• [OBJECTIVE]: Find each line in the material below that contains the string "person" and reproduce those lines.

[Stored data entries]
◆ ◆ ◆ ◆ ◆
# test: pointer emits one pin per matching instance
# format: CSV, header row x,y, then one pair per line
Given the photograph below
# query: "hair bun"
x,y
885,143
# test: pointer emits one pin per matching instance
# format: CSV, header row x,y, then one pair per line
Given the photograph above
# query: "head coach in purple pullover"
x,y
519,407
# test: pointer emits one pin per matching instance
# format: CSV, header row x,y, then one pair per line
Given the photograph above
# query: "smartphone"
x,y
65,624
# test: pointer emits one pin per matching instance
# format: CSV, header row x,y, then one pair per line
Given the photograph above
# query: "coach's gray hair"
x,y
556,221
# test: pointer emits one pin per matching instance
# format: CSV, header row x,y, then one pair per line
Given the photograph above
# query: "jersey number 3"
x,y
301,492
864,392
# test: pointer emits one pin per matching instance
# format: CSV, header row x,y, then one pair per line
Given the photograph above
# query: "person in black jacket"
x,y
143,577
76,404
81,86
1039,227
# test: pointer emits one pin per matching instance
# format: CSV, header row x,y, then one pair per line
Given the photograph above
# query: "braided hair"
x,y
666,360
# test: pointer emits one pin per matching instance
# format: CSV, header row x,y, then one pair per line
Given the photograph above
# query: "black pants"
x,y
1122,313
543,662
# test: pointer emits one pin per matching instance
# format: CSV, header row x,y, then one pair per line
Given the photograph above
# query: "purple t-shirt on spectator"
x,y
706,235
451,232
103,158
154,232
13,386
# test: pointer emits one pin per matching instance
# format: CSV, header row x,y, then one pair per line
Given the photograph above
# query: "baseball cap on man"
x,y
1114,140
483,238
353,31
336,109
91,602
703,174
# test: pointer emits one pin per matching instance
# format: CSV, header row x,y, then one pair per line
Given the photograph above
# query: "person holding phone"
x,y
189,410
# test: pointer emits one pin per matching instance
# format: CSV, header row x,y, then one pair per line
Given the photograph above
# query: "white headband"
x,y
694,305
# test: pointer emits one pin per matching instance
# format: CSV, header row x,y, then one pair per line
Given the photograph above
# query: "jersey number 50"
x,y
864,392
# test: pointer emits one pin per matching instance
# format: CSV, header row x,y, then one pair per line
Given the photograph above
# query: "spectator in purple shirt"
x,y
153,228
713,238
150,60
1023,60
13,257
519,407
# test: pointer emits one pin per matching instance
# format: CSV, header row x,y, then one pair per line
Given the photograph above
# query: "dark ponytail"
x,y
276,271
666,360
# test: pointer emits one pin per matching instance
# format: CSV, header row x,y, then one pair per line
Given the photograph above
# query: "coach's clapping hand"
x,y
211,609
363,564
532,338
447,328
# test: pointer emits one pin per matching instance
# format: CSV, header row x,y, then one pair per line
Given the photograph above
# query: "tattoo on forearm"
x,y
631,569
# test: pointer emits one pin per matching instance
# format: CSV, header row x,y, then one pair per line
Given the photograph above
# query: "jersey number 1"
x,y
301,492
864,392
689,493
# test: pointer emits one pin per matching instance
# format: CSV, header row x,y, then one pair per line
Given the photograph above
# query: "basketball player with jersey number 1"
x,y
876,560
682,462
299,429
◆ ◆ ◆ ◆ ◆
• [RESPONSE TO THE TASK]:
# query: "person in black jacket"
# query: "person holding phone"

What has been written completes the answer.